+++ Text passage

That said, I primarily just rack it and drink! Skol!

Occasionally, I might heat some up in a saucepan with spices like Cinnamon and Ginger, clove and nutmeg.

Title: Re: Here's one for joe meadmaker :-)
Post by joe_meadmaker on Jan 7th, 2020 at 10:39am

TheJackinati wrote on Jan 7th, 2020 at 8:23am:
there is really no need for chemicals and fancy colorants to make a mead.

No argument with that whatsoever. :thumb:

Title: Re: Here's one for joe meadmaker :-)
Post by vetryan15 on Mar 11th, 2020 at 6:50pm
I actually just made my 1st gallon a week ago. I am looking at picking up that book in the future

Title: Re: Here's one for joe meadmaker :-)
Post by joe_meadmaker on Mar 12th, 2020 at 12:23am
Sweet man!  Keep us posted on the progress.  Although first piece of advice, don't rush it.  Fermented honey takes its time for the flavors to come out.  When making mead, patience (or procrastination :)) is your friend.

Title: Re: Here's one for joe meadmaker :-)
Post by Mersa on Mar 12th, 2020 at 12:45am
My friend has done some small batch mead making. Pretty tasty rocket fuel!!

Title: Re: Here's one for joe meadmaker :-)
Post by vetryan15 on Mar 12th, 2020 at 4:20am
Yeh, i definitely will. The honey didnt mix correctly so its at the bottom. But i researched it more, it actually makes it a sweeter mead. So hopefully it turns out well. If not, z couple turkeys in my flock are alcoholics.   ;D

Title: Re: Here's one for joe meadmaker :-)

++++++
+++ Entries

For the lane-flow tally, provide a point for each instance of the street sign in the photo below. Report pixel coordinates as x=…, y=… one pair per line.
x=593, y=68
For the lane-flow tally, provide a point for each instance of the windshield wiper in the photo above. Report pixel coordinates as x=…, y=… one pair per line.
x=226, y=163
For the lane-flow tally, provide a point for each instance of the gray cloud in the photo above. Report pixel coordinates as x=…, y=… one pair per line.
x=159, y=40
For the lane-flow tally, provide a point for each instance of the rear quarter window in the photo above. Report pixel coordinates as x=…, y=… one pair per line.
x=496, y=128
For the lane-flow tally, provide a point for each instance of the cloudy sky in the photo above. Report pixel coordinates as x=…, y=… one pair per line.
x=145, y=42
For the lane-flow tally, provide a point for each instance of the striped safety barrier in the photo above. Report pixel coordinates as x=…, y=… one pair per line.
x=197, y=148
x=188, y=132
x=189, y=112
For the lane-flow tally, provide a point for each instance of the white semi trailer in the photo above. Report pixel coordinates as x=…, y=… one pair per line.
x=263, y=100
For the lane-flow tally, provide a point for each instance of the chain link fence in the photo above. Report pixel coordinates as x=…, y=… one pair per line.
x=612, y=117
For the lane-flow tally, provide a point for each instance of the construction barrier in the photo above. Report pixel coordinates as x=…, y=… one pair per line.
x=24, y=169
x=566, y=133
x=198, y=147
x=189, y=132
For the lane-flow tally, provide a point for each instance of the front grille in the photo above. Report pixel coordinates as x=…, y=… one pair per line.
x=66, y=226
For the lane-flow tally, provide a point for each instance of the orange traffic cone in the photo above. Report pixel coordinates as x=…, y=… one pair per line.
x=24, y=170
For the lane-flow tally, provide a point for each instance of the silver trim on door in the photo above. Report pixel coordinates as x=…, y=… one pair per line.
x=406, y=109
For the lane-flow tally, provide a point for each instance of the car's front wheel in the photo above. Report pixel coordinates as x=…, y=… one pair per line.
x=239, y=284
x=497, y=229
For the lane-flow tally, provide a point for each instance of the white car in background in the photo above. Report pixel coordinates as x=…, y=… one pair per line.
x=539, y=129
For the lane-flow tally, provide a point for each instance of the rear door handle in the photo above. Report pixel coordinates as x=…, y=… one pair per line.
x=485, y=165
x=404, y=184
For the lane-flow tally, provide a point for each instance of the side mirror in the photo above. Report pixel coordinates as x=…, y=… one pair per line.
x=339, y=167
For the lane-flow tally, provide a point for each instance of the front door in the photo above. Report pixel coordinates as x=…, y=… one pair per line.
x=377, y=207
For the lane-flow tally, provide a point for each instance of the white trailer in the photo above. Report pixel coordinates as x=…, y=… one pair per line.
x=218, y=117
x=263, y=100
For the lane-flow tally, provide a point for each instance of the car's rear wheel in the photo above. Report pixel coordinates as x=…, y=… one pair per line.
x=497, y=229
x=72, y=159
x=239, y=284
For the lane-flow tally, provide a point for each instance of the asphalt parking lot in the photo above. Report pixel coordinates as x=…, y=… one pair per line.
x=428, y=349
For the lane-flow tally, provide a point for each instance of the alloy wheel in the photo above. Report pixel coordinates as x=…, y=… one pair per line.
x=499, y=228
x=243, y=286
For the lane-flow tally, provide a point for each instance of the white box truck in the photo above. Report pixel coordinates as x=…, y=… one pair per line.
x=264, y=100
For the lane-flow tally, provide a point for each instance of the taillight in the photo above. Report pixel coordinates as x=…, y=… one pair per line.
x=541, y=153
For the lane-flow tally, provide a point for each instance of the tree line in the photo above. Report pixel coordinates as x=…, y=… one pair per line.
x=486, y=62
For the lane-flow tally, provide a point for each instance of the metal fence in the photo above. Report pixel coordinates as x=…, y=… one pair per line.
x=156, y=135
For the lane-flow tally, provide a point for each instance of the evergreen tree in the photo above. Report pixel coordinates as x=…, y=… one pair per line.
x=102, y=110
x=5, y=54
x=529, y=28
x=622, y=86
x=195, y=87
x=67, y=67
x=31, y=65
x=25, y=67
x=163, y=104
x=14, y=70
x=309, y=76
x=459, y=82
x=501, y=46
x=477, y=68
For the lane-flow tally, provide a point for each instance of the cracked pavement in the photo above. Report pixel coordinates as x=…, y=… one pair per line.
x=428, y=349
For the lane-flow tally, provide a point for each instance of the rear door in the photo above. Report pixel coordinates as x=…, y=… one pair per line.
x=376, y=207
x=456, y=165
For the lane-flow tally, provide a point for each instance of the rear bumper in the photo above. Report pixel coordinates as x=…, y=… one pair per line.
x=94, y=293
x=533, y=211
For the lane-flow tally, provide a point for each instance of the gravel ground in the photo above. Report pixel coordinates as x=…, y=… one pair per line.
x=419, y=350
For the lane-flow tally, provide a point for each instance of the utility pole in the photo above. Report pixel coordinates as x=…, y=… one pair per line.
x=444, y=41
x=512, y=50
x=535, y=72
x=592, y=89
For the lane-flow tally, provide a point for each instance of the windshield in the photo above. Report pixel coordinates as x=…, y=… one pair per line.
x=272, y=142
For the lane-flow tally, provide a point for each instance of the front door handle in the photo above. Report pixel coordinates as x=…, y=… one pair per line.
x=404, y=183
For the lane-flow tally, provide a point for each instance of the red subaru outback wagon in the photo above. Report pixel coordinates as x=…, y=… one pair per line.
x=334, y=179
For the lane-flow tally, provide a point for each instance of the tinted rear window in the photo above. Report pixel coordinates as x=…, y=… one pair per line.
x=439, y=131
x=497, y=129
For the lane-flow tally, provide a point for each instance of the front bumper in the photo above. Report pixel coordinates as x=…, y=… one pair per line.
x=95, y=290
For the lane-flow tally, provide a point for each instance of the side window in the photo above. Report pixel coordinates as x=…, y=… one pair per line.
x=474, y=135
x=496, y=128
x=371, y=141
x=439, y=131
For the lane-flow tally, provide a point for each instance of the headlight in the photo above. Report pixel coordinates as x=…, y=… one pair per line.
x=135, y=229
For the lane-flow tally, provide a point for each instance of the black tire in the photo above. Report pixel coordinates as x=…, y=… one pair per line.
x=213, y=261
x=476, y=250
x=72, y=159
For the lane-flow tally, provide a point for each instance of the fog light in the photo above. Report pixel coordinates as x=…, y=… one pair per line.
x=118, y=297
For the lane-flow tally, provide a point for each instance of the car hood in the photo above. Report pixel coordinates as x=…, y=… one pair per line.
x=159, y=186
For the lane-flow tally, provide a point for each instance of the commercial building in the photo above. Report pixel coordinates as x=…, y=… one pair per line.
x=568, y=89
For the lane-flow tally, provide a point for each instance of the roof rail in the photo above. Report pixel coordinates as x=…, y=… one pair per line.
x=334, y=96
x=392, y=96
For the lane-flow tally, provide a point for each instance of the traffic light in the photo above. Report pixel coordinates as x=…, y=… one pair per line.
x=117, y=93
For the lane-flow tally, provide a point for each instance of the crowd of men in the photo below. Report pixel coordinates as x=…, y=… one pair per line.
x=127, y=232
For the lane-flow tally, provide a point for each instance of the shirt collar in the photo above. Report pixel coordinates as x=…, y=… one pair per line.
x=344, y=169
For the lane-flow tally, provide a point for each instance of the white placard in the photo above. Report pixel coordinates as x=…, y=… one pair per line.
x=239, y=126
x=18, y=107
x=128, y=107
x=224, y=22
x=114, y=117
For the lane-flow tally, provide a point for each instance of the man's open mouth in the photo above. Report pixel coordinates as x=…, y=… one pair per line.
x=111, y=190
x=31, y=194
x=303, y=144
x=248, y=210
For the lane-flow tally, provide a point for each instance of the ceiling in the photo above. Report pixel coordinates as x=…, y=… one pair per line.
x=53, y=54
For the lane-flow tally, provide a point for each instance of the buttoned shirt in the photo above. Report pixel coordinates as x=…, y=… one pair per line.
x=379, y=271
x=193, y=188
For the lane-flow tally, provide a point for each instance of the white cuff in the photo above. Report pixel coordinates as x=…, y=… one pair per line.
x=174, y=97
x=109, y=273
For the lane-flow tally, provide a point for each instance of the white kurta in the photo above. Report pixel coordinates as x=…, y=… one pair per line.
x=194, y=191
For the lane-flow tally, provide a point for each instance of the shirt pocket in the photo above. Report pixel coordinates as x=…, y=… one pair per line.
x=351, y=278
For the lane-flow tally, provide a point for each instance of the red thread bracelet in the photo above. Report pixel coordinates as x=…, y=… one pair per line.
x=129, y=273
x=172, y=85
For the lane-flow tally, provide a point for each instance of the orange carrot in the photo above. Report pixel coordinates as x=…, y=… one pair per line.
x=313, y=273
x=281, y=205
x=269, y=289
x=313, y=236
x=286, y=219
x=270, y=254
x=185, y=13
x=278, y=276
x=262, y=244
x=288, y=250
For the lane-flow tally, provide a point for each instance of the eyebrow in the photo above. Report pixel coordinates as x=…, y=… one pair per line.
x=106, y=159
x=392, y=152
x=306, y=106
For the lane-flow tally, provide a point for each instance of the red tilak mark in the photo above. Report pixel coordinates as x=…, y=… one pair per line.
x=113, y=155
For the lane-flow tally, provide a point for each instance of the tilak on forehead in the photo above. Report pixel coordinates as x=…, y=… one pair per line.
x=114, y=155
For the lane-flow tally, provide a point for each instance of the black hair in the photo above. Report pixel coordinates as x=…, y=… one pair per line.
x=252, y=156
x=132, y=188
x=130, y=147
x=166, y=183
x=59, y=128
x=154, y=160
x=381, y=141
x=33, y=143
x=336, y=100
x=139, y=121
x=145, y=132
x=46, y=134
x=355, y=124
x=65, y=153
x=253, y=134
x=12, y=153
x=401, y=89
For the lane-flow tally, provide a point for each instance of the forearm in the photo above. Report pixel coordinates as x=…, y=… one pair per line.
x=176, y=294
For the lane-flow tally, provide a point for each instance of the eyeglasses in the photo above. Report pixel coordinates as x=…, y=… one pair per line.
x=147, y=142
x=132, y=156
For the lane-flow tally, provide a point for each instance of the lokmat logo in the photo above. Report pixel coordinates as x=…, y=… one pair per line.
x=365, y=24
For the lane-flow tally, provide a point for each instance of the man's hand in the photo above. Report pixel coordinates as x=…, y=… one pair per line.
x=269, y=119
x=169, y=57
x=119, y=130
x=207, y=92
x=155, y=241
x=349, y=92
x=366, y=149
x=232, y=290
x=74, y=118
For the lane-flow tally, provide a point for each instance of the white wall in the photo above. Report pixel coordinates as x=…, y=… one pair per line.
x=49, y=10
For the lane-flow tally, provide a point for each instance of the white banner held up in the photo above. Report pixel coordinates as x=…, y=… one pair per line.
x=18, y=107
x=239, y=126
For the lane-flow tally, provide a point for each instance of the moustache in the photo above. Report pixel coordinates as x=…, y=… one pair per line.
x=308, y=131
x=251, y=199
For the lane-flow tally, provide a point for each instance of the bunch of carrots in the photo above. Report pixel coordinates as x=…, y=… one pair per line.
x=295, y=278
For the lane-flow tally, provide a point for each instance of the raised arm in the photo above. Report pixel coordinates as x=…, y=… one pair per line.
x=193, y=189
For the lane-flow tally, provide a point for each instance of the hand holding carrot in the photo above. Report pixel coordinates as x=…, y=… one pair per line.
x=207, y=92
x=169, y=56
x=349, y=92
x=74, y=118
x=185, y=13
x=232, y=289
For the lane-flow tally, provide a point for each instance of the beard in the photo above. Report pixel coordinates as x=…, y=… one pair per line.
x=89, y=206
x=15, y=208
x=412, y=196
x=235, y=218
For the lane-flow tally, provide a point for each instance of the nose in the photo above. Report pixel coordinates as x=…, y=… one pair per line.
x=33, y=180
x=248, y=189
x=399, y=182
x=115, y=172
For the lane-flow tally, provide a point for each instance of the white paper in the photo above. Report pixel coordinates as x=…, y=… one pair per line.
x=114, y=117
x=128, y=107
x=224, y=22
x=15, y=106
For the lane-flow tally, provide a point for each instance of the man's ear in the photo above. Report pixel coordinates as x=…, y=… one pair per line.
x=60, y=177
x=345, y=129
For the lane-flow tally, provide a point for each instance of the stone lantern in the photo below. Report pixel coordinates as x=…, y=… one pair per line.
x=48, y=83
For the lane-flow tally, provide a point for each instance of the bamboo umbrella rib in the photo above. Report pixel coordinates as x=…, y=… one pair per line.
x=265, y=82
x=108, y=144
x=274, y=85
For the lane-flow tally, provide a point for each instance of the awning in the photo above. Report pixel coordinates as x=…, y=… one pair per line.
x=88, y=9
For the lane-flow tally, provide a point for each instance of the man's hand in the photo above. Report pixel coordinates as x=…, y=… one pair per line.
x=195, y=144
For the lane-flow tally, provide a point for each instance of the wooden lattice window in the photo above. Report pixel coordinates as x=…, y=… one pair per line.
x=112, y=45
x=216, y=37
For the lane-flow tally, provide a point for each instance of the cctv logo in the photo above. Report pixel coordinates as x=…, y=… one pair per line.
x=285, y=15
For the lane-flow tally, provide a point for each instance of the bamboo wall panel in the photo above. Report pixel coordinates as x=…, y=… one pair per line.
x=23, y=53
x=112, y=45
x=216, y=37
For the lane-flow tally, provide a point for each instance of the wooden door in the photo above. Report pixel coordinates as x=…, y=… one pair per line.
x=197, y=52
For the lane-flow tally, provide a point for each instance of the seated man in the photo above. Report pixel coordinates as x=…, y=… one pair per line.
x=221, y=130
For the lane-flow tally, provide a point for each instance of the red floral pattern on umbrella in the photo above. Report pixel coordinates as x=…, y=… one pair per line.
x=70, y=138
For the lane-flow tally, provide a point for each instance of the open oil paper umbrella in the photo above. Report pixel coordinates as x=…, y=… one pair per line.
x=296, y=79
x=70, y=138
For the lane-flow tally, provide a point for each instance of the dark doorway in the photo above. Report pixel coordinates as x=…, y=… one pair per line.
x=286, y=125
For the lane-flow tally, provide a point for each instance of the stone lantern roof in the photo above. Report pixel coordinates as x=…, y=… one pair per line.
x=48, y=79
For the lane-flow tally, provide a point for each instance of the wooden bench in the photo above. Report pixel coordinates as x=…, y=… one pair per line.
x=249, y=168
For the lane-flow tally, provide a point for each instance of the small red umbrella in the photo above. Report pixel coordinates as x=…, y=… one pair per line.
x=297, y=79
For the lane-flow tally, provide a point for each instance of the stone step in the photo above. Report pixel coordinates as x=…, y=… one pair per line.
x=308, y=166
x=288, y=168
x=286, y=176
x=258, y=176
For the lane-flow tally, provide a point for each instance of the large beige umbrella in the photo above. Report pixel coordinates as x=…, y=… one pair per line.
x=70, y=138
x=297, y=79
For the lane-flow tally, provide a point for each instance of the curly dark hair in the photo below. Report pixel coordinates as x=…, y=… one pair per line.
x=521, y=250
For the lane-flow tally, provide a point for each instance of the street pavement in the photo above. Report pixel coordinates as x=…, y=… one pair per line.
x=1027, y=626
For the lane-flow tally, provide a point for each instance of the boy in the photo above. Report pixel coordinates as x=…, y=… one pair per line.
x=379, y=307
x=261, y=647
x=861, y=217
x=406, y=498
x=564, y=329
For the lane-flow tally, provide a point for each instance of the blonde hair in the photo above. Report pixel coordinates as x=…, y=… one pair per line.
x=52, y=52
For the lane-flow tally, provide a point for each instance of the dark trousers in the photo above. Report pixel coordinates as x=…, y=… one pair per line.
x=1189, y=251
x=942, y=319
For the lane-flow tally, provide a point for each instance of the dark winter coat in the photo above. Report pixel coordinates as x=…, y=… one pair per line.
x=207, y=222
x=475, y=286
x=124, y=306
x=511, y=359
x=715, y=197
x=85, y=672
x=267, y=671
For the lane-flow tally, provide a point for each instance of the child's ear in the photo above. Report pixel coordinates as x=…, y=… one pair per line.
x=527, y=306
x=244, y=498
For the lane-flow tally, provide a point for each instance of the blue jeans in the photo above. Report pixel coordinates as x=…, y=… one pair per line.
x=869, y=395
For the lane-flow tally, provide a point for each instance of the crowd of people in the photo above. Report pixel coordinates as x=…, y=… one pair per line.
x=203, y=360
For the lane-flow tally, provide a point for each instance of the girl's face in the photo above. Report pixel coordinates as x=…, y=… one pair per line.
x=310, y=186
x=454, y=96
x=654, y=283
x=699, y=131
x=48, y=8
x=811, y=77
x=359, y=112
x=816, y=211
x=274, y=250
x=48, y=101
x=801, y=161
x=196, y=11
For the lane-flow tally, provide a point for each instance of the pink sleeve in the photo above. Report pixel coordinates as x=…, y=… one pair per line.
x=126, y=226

++++++

**Short task 1:**
Write out the passage of the mead forum thread between "No argument with" and "is your friend.", inclusive, copying it word for word.
**Short task 2:**
Write what comes next in the mead forum thread, picking up after its final line.

**Written reply 1:**
No argument with that whatsoever. :thumb:

Title: Re: Here's one for joe meadmaker :-)
Post by vetryan15 on Mar 11th, 2020 at 6:50pm
I actually just made my 1st gallon a week ago. I am looking at picking up that book in the future

Title: Re: Here's one for joe meadmaker :-)
Post by joe_meadmaker on Mar 12th, 2020 at 12:23am
Sweet man!  Keep us posted on the progress.  Although first piece of advice, don't rush it.  Fermented honey takes its time for the flavors to come out.  When making mead, patience (or procrastination :)) is your friend.

**Written reply 2:**
Post by vetryan15 on Apr 6th, 2020 at 8:42pm
I actually am currently reading that book. Its got some good jnfo, i love the history.  But i as of a week ago i have made gallons,  with a few more in the works. When i get more honey. Trying different flavor variations.  The 1st one i made was raspberry.  I racked it once, and will be racking a second time in about a week or 2. The 3 others that are vurrently fermenting are blackberry, strawberry and blueberry. I will have to keep you updated, and will try to remember pictures

Title: Re: Here's one for joe meadmaker :-)
Post by joe_meadmaker on Apr 6th, 2020 at 11:01pm
That's great!  You're doing very differently than I did.  When I first started, I did multiple batches of traditional (nothing but honey, water, and yeast) before I started adding other things.  I did a lot of experimentation with different kinds of honey.  I think traditional is still my favorite.  Although I do love a cherry mead.  And that's one of the best things about home fermentation, freedom and variation.

I meant to ask you before.  What kind of yeast are you using?

Title: Re: Here's one for joe meadmaker :-)
Post by vetryan15 on Apr 7th, 2020 at 5:08pm
The yeast was Red star, but it came in a mead making kit thst was a gift to me. Main reason i started with fruit, is at my work had a really good sale of fruit at the time I started my first gallon of mead. But the next batch will have a regular mead, and i have a few experiments that i want to try. Like use maple syrup as a flavor and try real vanilla extract.  I think i might attempt to use wild yeast, but still reading that book.

Title: Re: Here's one for joe meadmaker :-)
Post by vetryan15 on Apr 12th, 2020 at 7:49pm
I finished the book today, i will definitely be collecting wild yeast, and have some notes i been taking. I racked the raspberry and tried it. Not bad. Its only a month old. But i did rack the strawberry mead as well. Had a hard time using the auto syphon, its bent due to improper cleaning, but the strawberry chunks were clogging it.  So i had to mouth syphon unfortunately.  After both have beeen racked i did add some water to raise the level in the growlers. But next time i will be adding more honey. I can get it for $6 a pound, if i buy in bulk at 5lb jars from a local beekeeper.  I did do 2 with pure honey, and 2 with raw honey.

I WILL  be starting beekeeping next year. I love bees and honey, and have plenty of room for em.

Title: Re: Here's one for joe meadmaker :-)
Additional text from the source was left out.